- WORK INSTRUCTIONS
(A) According to the Monique Truong interview, in what city and in what month and year does The Book of Salt open?
(B) In the Monique Truong interview, what are the possible paths Bình faces at the train station? List all of them.
(C) Carry on the Monique Truong interview from its final line.

An Interview with Monique Truong
The main character of The Book of Salt is a cook. What's your
relationship to the preparation of food?
I cook for pleasure. I cook to experience something new. I cook, like the
characters in my novel, to remind me of where I have been. I always cook or
rather I always "taste" the food first in my mind. I approach a recipe
like a story. I imagine it, sometimes I have a dream about it, then I go about
Tell us about the novel's structure.
The Book of Salt opens in Paris in October of 1934. Bình, the
cook, has accompanied his employers Gertrude Stein and Alice B. Toklas to the
train station. He seems to be faced with a decision. Will he go to the United
States with his Mesdames? Will he return to his family in Vietnam, or, will he
continue his life in France or will he travel to some other place of his
choosing? Before Bình's "choice" is revealed, the reader is brought
back in time and made privy to the stories of the Vietnamese cook and of his
American employers. What led each of them to live far from the land of their
birth? What, if anything, could bring them back home again? The answers to these
questions are found in Bình's memories, musings, observations, and possibly
lies--all of which are continuously asserting and interrupting one another.
Bình's stories are told via his internal voice, one which is far richer, far
more agile--in fact, it is a stark contrast to the voice that comes out of his
mouth. Bình is a man living in a land, working for employers whose languages
are foreign to him. He struggles with their words, and they win the
confrontation every time. Limited and silenced, Bình has only his memory and
his imagination to keep him company. In the last chapter of the novel, the story
returns to the train station where the reader is in essence asked to make the
same decision as Bình. Whether they would emerge from Bình's life triumphant
or in despair; whether they would be pulled together or asunder by the competing
stories of Bình's past, present and future?
How did you get the idea for your book?

- Mask labeling examples
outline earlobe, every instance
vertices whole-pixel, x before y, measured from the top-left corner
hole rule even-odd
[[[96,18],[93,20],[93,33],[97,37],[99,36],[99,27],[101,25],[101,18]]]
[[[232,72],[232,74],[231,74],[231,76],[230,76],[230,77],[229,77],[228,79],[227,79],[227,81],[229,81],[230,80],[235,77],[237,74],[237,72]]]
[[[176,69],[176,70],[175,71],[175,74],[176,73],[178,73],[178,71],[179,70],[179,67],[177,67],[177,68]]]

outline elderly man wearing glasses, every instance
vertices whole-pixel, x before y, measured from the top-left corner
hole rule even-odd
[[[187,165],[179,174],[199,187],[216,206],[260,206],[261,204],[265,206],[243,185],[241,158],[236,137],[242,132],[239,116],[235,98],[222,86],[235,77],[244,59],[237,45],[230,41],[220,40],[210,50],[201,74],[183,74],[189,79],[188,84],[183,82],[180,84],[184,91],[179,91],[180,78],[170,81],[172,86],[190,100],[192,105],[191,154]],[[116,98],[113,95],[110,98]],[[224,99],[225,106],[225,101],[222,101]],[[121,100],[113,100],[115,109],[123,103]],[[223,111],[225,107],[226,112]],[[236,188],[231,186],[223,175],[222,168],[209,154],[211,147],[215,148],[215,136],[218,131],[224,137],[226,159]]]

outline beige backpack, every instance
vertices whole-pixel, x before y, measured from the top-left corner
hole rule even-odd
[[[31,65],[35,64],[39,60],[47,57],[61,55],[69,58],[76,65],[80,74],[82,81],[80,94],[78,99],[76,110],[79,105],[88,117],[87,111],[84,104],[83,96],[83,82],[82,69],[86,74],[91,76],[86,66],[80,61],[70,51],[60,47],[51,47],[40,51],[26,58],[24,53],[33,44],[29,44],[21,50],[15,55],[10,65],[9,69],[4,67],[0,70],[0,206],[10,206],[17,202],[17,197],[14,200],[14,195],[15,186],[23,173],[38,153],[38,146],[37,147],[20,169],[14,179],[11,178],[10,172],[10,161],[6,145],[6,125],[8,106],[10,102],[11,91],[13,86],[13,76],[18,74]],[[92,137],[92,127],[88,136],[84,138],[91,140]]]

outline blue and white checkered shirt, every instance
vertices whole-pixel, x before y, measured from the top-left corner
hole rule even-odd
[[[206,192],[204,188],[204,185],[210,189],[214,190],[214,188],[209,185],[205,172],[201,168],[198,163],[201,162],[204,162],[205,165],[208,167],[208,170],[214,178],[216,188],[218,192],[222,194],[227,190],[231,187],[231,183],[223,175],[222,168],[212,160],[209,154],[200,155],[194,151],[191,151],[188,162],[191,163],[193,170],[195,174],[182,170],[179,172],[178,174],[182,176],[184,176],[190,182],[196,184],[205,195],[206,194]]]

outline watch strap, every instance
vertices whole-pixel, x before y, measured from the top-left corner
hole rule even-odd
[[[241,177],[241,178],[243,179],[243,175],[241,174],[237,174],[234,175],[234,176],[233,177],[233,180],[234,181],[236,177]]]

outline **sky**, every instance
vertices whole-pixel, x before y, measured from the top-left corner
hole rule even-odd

- SOLVED PROBLEMS
(A) Paris, in October of 1934.

(B)
- Going to the United States with his Mesdames
- Returning to his family in Vietnam
- Continuing his life in France
- Traveling to some other place of his choosing

(C)
When I was in college, I bought a copy of the Alice B. Toklas Cook Book
because I was curious about Toklas' hash brownie recipe. It turned out that the
famous recipe was not a Toklas recipe at all, but one submitted by the artist
Brion Gysin in a chapter called "Recipes from Friends." Gysin's recipe
was actually for a "haschich fudge" and was for a sort of dried fruit
bar concoction "dusted" with a bunch of pulverized "canibus
sativa." It didn't sound tasty to me, but I read the rest of the book
anyway and found that it was less of a cookbook and more of a memoir. In a
chapter called "Servants in France," Toklas wrote about two "Indochinese"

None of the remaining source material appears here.